**Directions:** Return each record exactly as it appears, so that nothing is dropped or altered.

=====

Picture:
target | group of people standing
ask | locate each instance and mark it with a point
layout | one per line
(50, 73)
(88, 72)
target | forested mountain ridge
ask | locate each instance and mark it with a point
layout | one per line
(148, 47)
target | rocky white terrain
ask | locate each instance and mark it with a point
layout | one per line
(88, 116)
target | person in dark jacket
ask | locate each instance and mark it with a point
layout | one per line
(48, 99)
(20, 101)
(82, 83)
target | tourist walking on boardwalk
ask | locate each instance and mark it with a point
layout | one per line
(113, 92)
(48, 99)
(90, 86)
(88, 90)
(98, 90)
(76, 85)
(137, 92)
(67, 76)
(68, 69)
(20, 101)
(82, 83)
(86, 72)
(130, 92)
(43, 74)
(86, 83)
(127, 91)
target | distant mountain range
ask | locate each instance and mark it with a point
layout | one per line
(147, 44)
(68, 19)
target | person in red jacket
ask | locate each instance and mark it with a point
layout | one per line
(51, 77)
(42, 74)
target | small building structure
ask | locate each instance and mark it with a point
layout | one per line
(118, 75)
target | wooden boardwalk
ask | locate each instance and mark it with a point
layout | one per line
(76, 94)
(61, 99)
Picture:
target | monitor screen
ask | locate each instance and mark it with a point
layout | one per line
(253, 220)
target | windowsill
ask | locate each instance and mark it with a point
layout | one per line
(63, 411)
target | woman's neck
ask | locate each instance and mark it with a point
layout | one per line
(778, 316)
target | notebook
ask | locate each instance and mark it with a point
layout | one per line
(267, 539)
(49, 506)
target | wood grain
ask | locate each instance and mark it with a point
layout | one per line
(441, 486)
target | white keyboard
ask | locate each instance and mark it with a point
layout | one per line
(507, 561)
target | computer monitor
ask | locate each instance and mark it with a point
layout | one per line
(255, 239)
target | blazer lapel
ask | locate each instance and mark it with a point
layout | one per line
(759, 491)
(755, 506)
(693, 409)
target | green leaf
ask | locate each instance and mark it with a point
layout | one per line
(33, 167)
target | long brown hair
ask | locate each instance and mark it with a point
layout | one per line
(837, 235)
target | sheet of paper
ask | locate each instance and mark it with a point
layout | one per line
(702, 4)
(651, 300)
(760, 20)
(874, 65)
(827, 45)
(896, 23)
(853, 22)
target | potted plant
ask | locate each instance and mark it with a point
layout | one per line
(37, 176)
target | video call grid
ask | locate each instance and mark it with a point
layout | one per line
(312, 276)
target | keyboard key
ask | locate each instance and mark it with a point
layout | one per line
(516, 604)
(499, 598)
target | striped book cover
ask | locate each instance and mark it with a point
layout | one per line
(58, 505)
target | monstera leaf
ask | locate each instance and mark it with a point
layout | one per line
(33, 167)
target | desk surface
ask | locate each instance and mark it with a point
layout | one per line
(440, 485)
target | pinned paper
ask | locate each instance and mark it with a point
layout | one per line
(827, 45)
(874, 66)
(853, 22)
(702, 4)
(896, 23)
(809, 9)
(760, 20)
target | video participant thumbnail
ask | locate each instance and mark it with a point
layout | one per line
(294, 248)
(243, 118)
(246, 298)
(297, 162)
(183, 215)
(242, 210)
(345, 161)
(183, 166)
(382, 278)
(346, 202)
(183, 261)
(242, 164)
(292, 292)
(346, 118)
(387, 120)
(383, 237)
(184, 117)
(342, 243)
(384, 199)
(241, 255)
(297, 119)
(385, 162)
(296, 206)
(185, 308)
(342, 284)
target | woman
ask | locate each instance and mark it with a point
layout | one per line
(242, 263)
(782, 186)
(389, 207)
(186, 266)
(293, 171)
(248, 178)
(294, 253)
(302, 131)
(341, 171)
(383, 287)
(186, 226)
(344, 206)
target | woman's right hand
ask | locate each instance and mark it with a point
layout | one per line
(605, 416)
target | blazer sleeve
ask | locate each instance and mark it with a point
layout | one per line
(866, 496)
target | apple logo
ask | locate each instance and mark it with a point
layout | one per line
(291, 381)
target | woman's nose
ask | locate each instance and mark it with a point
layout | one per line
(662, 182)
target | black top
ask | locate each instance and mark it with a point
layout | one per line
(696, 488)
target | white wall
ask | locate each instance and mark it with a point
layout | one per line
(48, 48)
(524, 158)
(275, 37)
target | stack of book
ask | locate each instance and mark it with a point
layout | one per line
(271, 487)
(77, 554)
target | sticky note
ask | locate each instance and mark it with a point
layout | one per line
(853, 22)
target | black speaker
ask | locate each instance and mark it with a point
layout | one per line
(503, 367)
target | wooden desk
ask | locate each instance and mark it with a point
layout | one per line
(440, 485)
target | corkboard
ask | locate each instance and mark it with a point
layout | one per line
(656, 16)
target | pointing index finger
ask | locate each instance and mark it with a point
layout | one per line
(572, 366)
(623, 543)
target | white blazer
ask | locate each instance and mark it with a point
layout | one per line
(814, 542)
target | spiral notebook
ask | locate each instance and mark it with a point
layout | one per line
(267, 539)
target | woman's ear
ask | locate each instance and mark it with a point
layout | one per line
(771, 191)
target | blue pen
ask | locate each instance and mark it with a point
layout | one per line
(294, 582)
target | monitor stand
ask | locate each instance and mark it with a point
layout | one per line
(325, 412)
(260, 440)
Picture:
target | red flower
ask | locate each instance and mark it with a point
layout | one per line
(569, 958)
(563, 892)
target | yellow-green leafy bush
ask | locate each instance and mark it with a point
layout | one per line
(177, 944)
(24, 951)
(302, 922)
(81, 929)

=====

**Written solution:**
Picture:
target | group of people standing
ask | locate each instance and mark it with a point
layout | one per line
(50, 73)
(88, 72)
target | forested mountain ridge
ask | locate each instance and mark it with a point
layout | one per line
(148, 47)
target | rocky white terrain
ask | locate each instance and mark it with a point
layout | one per line
(88, 116)
target | person in dark jacket
ask | locate each instance and mark it with a point
layout | one per line
(48, 99)
(20, 101)
(82, 83)
target | tourist walking on boardwalk
ask | locate each instance and mark it with a point
layout | one per line
(113, 92)
(48, 99)
(90, 86)
(88, 90)
(98, 90)
(76, 85)
(137, 92)
(67, 76)
(68, 69)
(20, 101)
(82, 83)
(86, 72)
(130, 92)
(43, 74)
(86, 83)
(127, 91)
target | distant mountain range
ask | locate each instance and mark it with a point
layout | one per line
(147, 44)
(68, 19)
target | person in red jacket
ask | locate each instance and mark it with a point
layout | one per line
(51, 77)
(42, 74)
target | small building structure
ask | locate each instance and mark it with a point
layout | one per line
(118, 75)
target | wooden boardwalk
ask | locate each instance and mark it with a point
layout | one per line
(76, 94)
(61, 99)
Picture:
target | monitor screen
ask | locate each instance and mark it with a point
layout | one per line
(253, 220)
target | windowsill
ask | locate each instance and mark it with a point
layout | one per line
(63, 411)
target | woman's neck
ask | locate each instance and mark it with a point
layout | one per line
(778, 316)
target | notebook
ask | locate each instance and mark it with a point
layout | one per line
(267, 539)
(49, 506)
target | wood grain
ask | locate each instance and mark it with a point
layout | one per line
(441, 486)
target | white keyboard
ask | locate each instance and mark it with a point
layout | one per line
(507, 561)
target | computer monitor
ask | locate each instance and mark it with a point
layout | one per line
(255, 239)
target | blazer lapel
ask | locate each instance and mark it with a point
layout | one per line
(759, 491)
(755, 506)
(693, 409)
target | green leaf
ask | locate each instance and mark it with a point
layout | one per line
(33, 167)
target | long brown hair
ask | locate each instance and mark it with a point
layout | one per line
(837, 235)
target | sheet of paper
ask | locate each instance and mark it with a point
layout | one per line
(702, 4)
(651, 300)
(760, 20)
(874, 65)
(827, 45)
(896, 23)
(853, 22)
target | potted plant
ask | locate each instance and mark it with a point
layout | one per line
(37, 176)
target | video call grid
ask | locate each instance and mark it with a point
layout | one per line
(312, 276)
target | keyboard key
ask | locate each instance and mark it with a point
layout | one per line
(516, 604)
(499, 598)
target | striped book cover
ask | locate each instance and mark it with a point
layout | one per line
(58, 505)
target | monstera leaf
ask | locate each instance and mark it with a point
layout | one per line
(33, 167)
target | desk surface
ask | locate each instance and mark it with a point
layout | one per line
(440, 485)
target | pinned paper
ask | locate each instance and mark it with a point
layout | one per line
(827, 45)
(874, 66)
(853, 22)
(702, 4)
(896, 23)
(809, 9)
(760, 20)
target | video participant thumbnail
ask | locate each instance and mark it with a point
layout | one per line
(294, 248)
(243, 118)
(246, 298)
(297, 162)
(183, 215)
(242, 210)
(345, 161)
(183, 166)
(382, 278)
(346, 202)
(183, 261)
(242, 164)
(292, 292)
(346, 118)
(387, 120)
(383, 237)
(184, 117)
(342, 243)
(384, 199)
(241, 255)
(297, 119)
(385, 162)
(296, 206)
(185, 308)
(342, 284)
target | woman
ask | locate each instance and mark it with a point
layout | one per line
(242, 263)
(782, 186)
(389, 207)
(186, 266)
(293, 171)
(248, 178)
(294, 253)
(302, 131)
(341, 171)
(383, 287)
(186, 226)
(344, 206)
target | woman's right hand
ask | locate each instance and mark it with a point
layout | one per line
(605, 416)
target | blazer sleeve
ask | locate each instance and mark it with a point
layout | one per line
(866, 496)
target | apple logo
ask | locate each instance and mark it with a point
layout | one per line
(291, 381)
target | woman's nose
ask | locate each instance and mark it with a point
layout | one per line
(662, 182)
target | black top
ask | locate each instance and mark it with a point
layout | one per line
(696, 488)
target | white wall
ask | locate each instance and mark it with a point
layout | one per line
(48, 48)
(524, 158)
(275, 37)
target | stack of book
ask | locate each instance and mark it with a point
layout | one per line
(271, 487)
(77, 554)
target | sticky note
ask | locate each instance and mark it with a point
layout | one per line
(853, 22)
target | black speaker
ask | locate each instance and mark it with a point
layout | one per line
(503, 367)
target | wooden desk
ask | locate each instance and mark it with a point
layout | one per line
(440, 485)
target | corkboard
ask | locate each instance and mark it with a point
layout | one per line
(656, 16)
target | pointing index finger
ask | locate each instance and mark it with a point
layout | one per line
(572, 366)
(623, 543)
target | white blazer
ask | locate each instance and mark it with a point
layout | one per line
(814, 542)
target | spiral notebook
ask | locate each instance and mark it with a point
layout | one per line
(267, 539)
target | woman's ear
ask | locate each instance and mark it with a point
layout | one per line
(771, 191)
target | blue pen
ask | locate each instance and mark it with a point
layout | one per line
(294, 582)
target | monitor stand
ask | locate each instance and mark it with a point
layout | one per line
(325, 412)
(260, 440)
Picture:
target | red flower
ask | locate each instance and mark it with a point
layout | one per line
(569, 958)
(563, 892)
target | yellow-green leafy bush
ask | locate each instance and mark it with a point
layout | one per line
(177, 944)
(24, 951)
(302, 922)
(81, 929)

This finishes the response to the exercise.